**Records to use**
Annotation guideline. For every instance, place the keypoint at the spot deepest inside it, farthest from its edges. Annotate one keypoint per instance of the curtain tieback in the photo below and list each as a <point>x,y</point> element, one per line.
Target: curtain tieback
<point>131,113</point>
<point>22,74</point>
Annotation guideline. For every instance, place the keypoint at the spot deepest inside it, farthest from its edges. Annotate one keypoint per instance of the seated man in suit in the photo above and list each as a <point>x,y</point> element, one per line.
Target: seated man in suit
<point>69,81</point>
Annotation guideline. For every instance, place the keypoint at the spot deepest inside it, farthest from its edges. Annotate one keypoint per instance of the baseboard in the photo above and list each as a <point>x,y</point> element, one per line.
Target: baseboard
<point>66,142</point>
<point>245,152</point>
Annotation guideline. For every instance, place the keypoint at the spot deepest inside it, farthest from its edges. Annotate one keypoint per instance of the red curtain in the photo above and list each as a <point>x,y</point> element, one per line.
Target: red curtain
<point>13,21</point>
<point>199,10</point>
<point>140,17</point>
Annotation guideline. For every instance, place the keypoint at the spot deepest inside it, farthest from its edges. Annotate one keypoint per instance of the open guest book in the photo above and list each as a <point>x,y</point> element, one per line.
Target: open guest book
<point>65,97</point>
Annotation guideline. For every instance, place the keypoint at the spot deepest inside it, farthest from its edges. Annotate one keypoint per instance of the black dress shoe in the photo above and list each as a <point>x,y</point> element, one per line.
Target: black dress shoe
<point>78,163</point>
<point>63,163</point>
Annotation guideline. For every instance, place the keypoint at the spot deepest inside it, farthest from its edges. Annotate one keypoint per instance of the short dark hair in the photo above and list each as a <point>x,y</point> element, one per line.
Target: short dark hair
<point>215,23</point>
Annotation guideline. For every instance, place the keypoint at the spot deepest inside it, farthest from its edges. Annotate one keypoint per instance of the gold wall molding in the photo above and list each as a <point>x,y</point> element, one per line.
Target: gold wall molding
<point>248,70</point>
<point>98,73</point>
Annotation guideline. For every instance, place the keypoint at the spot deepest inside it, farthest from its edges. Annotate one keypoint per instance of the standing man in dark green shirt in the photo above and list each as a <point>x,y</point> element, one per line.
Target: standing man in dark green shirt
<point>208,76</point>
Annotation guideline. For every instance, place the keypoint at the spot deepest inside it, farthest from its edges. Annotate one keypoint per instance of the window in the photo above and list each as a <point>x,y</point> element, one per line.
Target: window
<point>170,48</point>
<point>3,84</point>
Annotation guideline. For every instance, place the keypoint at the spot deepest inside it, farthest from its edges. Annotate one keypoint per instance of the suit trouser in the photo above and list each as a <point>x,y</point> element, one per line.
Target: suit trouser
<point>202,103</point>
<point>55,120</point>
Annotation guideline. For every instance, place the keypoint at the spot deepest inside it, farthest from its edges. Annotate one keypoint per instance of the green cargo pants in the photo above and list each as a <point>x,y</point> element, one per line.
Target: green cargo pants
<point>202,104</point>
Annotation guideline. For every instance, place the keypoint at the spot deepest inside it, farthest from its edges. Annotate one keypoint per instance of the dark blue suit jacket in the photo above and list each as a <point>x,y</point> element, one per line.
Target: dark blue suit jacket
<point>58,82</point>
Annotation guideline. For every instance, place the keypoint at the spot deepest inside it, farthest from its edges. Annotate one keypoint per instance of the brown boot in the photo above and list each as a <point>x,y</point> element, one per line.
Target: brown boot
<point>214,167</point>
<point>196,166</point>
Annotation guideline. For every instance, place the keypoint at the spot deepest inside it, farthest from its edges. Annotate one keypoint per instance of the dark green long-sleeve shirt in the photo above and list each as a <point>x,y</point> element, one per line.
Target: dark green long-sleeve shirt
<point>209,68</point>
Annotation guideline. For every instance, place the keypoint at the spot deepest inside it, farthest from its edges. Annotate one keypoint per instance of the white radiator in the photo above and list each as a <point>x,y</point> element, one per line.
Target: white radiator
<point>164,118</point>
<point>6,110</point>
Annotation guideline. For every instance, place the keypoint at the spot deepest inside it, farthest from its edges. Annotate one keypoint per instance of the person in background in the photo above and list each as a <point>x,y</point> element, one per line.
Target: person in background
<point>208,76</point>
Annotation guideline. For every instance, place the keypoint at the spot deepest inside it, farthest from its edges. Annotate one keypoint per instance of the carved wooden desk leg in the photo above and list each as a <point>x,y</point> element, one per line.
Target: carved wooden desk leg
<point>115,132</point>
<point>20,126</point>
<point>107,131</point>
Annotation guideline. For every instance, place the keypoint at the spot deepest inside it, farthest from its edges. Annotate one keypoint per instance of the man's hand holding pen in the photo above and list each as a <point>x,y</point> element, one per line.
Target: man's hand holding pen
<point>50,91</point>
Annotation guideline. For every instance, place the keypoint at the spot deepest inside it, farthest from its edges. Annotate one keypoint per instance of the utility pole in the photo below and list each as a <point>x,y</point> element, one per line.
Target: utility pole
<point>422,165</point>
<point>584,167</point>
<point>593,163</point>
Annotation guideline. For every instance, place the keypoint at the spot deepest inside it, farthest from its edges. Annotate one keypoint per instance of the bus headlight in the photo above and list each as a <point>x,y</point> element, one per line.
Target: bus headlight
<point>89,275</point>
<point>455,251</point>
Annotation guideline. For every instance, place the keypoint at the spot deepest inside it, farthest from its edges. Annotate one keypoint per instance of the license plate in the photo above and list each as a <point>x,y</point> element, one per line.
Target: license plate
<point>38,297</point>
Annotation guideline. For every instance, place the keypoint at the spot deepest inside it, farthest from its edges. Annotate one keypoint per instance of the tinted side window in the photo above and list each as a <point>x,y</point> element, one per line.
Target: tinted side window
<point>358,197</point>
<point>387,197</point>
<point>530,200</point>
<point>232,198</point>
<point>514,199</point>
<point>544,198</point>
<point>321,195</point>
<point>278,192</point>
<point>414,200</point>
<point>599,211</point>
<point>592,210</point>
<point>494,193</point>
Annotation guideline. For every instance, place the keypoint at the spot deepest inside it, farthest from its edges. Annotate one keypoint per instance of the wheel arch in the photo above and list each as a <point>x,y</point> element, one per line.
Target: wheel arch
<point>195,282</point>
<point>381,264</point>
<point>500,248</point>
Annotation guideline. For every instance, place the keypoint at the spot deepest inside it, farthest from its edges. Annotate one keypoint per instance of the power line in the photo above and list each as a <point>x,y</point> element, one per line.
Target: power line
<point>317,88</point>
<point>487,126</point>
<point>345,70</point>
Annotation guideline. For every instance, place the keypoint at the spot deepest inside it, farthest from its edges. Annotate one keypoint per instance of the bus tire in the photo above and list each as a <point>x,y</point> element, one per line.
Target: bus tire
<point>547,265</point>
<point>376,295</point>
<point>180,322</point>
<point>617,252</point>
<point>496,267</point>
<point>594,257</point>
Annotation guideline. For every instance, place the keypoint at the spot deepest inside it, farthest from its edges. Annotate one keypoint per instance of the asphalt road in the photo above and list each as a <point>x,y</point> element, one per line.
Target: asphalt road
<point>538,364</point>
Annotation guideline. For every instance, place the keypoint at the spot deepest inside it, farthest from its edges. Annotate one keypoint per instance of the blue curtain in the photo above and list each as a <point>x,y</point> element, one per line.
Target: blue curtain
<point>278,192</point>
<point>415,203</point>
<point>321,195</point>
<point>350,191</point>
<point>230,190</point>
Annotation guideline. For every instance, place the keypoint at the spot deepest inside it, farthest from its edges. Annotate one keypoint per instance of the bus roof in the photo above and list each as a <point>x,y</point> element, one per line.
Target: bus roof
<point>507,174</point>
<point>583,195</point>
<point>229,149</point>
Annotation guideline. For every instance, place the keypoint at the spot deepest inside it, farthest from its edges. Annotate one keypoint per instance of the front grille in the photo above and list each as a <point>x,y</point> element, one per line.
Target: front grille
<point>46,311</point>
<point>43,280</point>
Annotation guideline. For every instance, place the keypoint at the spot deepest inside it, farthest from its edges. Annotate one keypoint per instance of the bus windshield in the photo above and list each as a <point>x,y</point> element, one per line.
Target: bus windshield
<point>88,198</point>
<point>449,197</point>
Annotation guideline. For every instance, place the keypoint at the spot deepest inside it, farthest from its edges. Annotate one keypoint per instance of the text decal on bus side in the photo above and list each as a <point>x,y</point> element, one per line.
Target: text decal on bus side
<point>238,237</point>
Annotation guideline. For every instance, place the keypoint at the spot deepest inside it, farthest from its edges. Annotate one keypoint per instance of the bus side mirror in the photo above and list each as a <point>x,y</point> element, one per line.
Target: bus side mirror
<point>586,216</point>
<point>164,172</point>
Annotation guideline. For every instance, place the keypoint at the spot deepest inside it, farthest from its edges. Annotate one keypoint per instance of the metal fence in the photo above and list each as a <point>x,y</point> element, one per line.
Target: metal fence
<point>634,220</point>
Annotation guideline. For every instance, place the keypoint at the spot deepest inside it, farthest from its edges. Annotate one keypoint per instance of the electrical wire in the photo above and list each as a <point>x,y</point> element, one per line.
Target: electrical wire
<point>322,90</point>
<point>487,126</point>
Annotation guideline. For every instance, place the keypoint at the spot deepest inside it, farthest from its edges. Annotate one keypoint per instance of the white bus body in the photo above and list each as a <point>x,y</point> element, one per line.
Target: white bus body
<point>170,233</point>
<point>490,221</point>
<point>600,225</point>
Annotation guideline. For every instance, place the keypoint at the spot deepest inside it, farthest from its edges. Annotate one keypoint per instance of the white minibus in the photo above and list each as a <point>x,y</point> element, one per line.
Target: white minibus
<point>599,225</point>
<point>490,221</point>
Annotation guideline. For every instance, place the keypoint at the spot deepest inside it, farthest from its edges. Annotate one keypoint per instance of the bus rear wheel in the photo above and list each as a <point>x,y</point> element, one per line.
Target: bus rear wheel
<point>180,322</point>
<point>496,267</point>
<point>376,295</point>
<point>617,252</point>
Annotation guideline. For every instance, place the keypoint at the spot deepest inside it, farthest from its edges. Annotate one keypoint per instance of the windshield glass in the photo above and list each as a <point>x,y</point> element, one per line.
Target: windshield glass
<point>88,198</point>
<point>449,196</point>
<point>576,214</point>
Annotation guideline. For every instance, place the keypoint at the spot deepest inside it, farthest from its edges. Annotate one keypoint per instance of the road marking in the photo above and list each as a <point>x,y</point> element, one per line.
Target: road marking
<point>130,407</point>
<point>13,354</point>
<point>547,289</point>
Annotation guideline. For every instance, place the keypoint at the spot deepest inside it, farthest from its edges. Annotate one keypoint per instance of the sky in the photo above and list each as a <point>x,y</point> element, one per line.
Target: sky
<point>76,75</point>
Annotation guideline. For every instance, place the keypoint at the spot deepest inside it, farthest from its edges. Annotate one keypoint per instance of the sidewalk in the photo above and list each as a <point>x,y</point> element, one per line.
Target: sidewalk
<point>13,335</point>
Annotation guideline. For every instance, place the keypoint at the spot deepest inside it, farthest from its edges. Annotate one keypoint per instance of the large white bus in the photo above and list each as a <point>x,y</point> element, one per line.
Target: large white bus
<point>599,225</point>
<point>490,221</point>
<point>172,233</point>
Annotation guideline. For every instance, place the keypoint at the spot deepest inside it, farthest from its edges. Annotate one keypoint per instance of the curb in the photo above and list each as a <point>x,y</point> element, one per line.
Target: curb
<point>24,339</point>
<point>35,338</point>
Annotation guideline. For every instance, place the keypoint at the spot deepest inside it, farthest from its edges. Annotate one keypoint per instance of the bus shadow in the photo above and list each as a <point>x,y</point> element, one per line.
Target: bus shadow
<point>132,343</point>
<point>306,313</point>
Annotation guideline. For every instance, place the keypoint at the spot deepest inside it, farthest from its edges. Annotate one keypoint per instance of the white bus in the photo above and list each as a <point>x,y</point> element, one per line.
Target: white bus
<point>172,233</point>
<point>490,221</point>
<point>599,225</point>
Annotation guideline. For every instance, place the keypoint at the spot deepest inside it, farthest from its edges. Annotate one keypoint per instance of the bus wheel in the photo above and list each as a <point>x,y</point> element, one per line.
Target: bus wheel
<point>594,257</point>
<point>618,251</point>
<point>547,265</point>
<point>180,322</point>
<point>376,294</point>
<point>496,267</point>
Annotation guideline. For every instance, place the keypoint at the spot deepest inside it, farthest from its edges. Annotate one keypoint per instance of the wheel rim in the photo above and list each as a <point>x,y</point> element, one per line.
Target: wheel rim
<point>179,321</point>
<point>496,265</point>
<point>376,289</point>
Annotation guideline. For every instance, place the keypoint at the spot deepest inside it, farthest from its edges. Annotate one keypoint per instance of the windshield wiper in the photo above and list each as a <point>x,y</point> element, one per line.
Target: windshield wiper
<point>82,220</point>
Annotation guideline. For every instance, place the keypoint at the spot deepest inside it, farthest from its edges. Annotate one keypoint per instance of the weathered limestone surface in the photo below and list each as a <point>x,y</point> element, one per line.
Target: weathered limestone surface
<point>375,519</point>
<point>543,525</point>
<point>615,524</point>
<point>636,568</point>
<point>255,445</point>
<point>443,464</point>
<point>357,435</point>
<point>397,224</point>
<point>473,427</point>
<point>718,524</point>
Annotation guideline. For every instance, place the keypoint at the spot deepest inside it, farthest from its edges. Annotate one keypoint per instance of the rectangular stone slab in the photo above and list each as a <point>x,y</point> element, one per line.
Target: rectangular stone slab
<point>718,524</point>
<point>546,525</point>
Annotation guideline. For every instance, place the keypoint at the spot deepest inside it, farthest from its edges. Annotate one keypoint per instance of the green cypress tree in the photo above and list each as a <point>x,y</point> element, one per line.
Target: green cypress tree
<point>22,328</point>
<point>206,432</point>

**What is needed**
Each line from the one containing "the green cypress" to the end of the records should be echoed exactly, and no other line.

**Result below**
Annotation guideline. For every instance, place the keypoint at the spot deepest inside it, farthest from its edges. Annotate one keypoint per instance of the green cypress tree in the photo above and list each as a <point>x,y</point> element, one per line.
Target: green cypress tree
<point>22,328</point>
<point>206,432</point>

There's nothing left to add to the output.